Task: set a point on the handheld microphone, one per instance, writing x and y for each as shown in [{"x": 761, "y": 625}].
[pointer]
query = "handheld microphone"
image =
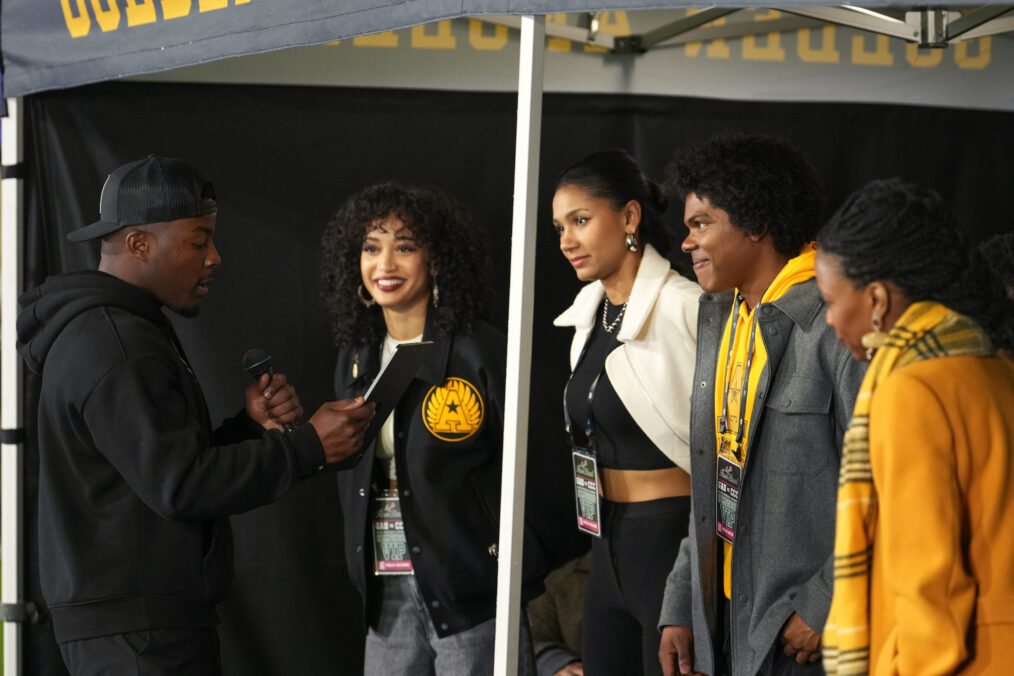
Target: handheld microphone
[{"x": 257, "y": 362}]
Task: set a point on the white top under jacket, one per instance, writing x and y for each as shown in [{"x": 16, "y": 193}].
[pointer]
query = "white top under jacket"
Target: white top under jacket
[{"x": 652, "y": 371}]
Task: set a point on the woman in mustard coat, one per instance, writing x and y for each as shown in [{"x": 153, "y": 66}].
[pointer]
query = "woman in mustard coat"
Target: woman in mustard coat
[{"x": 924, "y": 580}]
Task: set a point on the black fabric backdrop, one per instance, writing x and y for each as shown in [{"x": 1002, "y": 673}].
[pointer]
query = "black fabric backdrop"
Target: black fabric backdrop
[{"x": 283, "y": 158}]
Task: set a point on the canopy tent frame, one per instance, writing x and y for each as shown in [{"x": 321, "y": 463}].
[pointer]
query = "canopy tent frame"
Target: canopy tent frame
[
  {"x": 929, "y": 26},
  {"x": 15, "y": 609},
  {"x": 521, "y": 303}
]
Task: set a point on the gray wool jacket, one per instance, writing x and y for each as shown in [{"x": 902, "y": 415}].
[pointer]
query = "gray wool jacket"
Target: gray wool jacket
++++
All lines from the one containing "Task: set a point on the white" through the end of the records, both ends included, are to be quoted exactly; please add nothing else.

- [Solution below]:
Task: set a point on the white top under jacket, one per instance, writing x and y for each as shown in [{"x": 16, "y": 193}].
[pointer]
query = "white top under jacket"
Target: white top under jacket
[{"x": 652, "y": 371}]
Task: set a point on the woman in mustard coat, one per instance, writing x and y for each as shown in [{"x": 153, "y": 66}].
[pointer]
query = "woman in mustard coat"
Target: woman in mustard coat
[{"x": 924, "y": 580}]
Task: set a point on the black fabric backdrop, one per instance, writing x and y for each as shown in [{"x": 1002, "y": 673}].
[pointer]
query = "black fabric backdrop"
Target: black fabric backdrop
[{"x": 283, "y": 158}]
Task: set a point on the canopy tent frame, one per instance, writing x and y for each as shown in [{"x": 321, "y": 463}].
[pointer]
query = "canopy tent frame"
Target: canopy tent frame
[
  {"x": 929, "y": 26},
  {"x": 15, "y": 609},
  {"x": 521, "y": 303}
]
Task: set a point on the gray wool jacket, one per instance, writing x and y for each as shown in [{"x": 902, "y": 415}].
[pointer]
query = "gray wool jacket"
Target: gray wool jacket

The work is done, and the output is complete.